Действительно, вполне обоснованная герменевтика подозрения по отношению к самоописаниям обществ прошлого грозит всякий раз обернуться их слишком сильным прочтением. В этом случае мы сталкиваемся со своеобразной инверсией. Нечто возникшее или, во всяком случае, получившее определяющее значение в конкретной исторической ситуации обретает статус универсального «естественного» объекта, имеющего, конечно, свою историю, но такую, где инаковость лишь подчеркивает сущностную непрерывность развития как развертывания во времени. То, что людям всегда приходилось материально обеспечивать собственное воспроизводство, и то, что они всегда общались между собой, позволяет возвести экономику и коммуникации на уровень антропологических констант, компенсируя историческую изменчивость универсальной неизменностью человеческой природы. История замыкается: точка начала (настоящее) становится телеологически постулируемым концом. Насколько продуктивен такой подход – большой вопрос. Во всяком случае, здесь стоит напомнить об идеях Мишеля Фуко, проблематизировавшего само понятие вечных объектов.

Записи из набора данных с указанием точек
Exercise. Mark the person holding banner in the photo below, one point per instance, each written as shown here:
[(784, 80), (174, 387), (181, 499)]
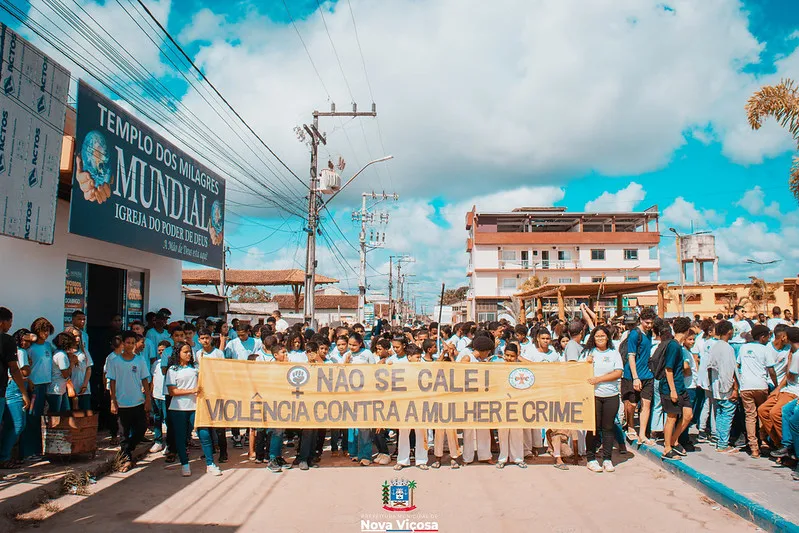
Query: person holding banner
[(400, 357), (182, 379), (477, 440), (608, 367)]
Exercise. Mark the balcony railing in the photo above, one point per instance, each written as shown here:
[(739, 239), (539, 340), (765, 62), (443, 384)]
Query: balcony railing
[(538, 265)]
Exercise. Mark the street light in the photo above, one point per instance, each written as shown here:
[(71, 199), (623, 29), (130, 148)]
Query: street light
[(762, 264)]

▸ Задания
1 - Согласуются ли с исходным фрагментом утверждения (а), (б) и (в)? Для каждого ответьте «да» или «нет» и приведите точную цитату из фрагмента, которая это решает.
(а) Настоящее, служащее точкой начала, превращается в телеологически постулируемый конец.
(б) Продуктивность описанного подхода признается несомненной.
(в) Мишель Фуко ставил под вопрос само понятие вечных объектов.
2 - Согласно исходному фрагменту, что позволяет возвести экономику и коммуникации на уровень антропологических констант?

▸ Ответы по заданиям
1 -
(а) Да: «История замыкается: точка начала (настоящее) становится телеологически постулируемым концом».
(б) Нет: «Насколько продуктивен такой подход – большой вопрос».
(в) Да: «напомнить об идеях Мишеля Фуко, проблематизировавшего само понятие вечных объектов».

2 - Людям всегда приходилось материально обеспечивать собственное воспроизводство, и они всегда общались между собой.